SHORT EXERCISE:
Locate the line that contains "Expected output: one point per instance of the brown", then copy it and all later lines of the data below exactly, through the last one.
○ ○ ○
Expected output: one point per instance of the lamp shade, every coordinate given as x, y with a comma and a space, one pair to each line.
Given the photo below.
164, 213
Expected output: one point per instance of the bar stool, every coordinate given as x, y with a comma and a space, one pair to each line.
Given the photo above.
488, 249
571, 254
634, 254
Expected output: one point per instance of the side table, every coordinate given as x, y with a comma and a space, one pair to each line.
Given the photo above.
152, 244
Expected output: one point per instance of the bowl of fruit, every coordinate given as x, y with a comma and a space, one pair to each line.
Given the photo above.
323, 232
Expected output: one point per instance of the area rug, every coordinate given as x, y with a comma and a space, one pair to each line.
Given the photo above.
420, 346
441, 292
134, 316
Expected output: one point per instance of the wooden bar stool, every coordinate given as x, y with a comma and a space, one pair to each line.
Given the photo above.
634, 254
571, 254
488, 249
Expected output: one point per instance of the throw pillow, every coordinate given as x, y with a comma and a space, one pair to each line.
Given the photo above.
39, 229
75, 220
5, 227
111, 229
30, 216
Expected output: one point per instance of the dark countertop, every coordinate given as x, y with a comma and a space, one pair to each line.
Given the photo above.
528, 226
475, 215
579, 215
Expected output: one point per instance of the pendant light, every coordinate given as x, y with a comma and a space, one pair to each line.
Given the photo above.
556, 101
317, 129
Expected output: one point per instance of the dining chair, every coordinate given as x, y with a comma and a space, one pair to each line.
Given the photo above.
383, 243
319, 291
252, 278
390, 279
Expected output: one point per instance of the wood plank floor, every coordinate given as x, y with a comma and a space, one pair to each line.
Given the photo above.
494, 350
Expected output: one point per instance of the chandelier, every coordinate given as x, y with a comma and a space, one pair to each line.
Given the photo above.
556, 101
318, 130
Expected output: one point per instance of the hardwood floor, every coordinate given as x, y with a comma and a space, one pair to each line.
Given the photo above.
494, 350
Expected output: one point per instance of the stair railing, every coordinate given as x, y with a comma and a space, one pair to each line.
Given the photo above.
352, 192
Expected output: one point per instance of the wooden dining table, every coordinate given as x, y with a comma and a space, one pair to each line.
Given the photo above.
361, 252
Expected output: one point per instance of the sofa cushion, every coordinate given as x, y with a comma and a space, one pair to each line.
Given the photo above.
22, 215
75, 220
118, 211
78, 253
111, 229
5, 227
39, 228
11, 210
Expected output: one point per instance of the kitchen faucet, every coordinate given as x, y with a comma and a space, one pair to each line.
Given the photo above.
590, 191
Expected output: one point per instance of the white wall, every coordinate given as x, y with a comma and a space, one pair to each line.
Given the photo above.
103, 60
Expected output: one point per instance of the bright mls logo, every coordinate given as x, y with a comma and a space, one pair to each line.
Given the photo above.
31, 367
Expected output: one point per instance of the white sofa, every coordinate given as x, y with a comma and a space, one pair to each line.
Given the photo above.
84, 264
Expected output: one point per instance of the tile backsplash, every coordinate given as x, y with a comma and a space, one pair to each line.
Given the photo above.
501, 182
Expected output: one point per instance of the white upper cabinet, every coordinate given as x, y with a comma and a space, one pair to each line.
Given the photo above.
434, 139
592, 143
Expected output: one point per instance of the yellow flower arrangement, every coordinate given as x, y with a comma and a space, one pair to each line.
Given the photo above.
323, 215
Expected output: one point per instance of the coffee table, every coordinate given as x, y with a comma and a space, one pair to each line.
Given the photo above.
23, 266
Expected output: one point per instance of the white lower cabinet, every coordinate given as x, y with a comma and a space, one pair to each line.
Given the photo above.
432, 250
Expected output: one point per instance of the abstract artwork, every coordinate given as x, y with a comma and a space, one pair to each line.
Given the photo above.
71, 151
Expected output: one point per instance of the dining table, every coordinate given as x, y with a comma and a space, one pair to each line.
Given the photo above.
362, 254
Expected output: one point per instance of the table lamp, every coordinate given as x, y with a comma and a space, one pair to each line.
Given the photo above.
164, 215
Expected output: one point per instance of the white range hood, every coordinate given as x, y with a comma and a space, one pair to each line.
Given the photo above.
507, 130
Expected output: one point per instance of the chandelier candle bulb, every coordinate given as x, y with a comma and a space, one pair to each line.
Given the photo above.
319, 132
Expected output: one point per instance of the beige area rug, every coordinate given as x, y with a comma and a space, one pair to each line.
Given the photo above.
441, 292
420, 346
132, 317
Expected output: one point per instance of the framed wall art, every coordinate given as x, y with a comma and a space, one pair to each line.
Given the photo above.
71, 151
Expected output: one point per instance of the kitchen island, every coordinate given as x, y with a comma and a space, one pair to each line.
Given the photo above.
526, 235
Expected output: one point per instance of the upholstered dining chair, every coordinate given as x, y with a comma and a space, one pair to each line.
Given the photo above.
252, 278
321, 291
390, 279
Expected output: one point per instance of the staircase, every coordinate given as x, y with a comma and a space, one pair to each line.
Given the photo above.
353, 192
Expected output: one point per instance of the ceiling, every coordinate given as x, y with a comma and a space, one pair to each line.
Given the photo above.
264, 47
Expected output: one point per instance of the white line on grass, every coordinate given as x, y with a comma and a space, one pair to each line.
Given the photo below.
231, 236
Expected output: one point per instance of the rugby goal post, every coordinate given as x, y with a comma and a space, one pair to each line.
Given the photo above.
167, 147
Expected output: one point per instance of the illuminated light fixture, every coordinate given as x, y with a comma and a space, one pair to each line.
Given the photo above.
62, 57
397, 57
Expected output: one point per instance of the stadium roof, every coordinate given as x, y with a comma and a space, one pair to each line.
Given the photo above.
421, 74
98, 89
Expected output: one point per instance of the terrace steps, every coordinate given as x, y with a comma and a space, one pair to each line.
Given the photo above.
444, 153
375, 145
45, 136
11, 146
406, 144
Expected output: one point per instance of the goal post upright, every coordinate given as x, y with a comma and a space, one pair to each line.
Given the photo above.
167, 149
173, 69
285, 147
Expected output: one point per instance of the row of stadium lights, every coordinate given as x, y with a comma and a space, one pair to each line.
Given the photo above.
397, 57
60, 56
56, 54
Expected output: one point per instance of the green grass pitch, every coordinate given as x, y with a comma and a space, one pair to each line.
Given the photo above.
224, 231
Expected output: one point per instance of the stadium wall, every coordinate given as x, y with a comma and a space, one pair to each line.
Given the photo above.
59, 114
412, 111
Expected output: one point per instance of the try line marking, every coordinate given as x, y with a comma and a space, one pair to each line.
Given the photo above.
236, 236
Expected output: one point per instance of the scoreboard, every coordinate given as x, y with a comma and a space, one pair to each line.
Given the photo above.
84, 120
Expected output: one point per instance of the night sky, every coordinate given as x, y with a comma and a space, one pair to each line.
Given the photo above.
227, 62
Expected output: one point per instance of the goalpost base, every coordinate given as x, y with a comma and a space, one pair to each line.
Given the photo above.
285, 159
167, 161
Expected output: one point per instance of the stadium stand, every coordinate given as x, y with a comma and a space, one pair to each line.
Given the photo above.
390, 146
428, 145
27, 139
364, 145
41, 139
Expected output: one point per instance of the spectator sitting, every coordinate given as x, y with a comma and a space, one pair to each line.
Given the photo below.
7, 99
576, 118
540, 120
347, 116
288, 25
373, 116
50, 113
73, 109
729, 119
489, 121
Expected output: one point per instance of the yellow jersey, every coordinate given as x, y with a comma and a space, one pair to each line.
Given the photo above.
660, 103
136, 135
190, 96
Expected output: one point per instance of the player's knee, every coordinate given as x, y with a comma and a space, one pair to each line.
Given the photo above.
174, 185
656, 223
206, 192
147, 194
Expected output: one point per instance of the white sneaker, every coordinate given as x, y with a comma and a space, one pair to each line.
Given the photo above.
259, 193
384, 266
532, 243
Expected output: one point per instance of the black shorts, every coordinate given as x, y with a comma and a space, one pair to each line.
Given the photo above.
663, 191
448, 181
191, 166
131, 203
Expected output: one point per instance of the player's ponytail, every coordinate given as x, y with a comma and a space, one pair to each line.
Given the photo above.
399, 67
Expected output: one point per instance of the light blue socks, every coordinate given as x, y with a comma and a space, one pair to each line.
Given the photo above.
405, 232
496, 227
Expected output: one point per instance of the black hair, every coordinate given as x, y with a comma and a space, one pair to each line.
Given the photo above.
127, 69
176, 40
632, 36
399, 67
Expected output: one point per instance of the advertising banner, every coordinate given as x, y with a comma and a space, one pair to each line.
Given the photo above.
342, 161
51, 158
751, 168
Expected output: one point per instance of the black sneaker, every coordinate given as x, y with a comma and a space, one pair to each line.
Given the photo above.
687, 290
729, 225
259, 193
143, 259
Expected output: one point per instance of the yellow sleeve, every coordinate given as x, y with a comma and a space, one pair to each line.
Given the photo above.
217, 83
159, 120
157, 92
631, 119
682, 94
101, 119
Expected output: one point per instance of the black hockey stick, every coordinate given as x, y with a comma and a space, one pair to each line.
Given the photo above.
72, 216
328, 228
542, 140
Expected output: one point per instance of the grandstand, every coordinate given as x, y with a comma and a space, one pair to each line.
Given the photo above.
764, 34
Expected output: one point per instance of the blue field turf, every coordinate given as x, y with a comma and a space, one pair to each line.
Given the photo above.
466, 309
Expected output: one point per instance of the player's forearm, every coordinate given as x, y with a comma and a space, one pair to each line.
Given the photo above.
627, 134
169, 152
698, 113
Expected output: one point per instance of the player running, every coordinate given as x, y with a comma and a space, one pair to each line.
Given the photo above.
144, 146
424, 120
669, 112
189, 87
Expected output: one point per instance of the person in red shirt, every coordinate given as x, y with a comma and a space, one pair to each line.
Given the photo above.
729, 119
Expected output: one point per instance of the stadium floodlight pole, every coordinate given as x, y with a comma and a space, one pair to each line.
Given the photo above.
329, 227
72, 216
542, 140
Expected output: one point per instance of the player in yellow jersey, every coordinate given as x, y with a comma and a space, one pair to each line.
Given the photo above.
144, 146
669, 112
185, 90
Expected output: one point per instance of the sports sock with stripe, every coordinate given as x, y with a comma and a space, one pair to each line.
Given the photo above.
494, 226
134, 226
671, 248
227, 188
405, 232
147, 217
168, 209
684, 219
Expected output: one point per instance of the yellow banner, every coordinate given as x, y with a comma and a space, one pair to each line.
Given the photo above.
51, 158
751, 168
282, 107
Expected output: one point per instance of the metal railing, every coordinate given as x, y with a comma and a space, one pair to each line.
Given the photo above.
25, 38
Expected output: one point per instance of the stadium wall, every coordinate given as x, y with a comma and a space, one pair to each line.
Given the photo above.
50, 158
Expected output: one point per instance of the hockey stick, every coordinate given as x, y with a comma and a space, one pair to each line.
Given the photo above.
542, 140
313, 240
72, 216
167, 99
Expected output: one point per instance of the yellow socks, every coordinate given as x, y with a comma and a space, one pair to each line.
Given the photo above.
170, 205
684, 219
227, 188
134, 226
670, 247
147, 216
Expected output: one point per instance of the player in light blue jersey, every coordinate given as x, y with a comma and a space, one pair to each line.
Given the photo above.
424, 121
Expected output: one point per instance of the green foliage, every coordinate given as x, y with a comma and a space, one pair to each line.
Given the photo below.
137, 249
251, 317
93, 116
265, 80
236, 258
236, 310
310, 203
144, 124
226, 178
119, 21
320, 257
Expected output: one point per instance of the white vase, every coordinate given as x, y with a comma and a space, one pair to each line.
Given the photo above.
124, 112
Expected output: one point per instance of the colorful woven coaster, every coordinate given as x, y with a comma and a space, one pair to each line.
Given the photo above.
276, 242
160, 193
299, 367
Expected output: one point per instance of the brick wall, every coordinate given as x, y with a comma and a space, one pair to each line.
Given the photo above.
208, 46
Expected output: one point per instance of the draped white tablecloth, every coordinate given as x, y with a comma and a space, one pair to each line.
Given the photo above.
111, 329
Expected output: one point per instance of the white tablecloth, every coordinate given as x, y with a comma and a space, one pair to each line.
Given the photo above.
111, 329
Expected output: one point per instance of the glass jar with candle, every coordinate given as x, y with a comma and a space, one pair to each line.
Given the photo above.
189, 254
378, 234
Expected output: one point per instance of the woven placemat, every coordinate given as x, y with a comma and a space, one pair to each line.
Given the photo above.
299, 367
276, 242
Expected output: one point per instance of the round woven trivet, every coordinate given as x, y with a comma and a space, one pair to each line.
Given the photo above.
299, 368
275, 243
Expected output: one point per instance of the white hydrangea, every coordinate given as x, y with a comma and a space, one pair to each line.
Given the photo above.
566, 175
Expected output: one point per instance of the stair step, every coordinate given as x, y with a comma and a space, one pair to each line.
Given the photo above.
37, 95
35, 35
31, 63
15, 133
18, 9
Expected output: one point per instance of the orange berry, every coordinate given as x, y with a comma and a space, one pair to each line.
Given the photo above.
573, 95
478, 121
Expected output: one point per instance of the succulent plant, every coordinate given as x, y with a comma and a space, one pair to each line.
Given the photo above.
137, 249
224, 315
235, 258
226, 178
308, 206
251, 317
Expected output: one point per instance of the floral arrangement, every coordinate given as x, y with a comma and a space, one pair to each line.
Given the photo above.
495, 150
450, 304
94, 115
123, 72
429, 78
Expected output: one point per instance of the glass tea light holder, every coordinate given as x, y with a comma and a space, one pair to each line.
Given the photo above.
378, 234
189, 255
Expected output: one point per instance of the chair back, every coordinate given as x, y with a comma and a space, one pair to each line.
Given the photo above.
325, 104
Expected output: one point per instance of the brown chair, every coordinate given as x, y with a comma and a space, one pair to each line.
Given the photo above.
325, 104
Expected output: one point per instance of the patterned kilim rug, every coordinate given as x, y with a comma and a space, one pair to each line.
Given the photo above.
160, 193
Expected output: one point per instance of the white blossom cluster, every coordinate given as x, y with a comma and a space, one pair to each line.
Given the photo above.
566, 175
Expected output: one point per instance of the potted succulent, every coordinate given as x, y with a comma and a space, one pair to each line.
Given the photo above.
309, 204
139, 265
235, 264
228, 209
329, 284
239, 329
○ ○ ○
ANSWER FOR THIS EXERCISE:
Expected output: one point per instance of the brown chair, every coordinate given as x, y with a comma and a space, one pair to each line.
Given the photo above.
325, 104
Expected output: one point per instance of the patterned kilim rug, every coordinate given as x, y with a comma and a space, one pair to each line.
Given the photo above.
160, 193
Expected output: one point per instance of the white blossom cluster, every coordinate given as x, y with a comma and a space, one pair to each line.
Given the photo above.
566, 175
Expected output: one point per instance of the potted succulent, every coordinate given as x, y with a comma and a space, one pair to each line.
Given the photo above.
309, 204
139, 265
235, 264
228, 209
329, 284
239, 329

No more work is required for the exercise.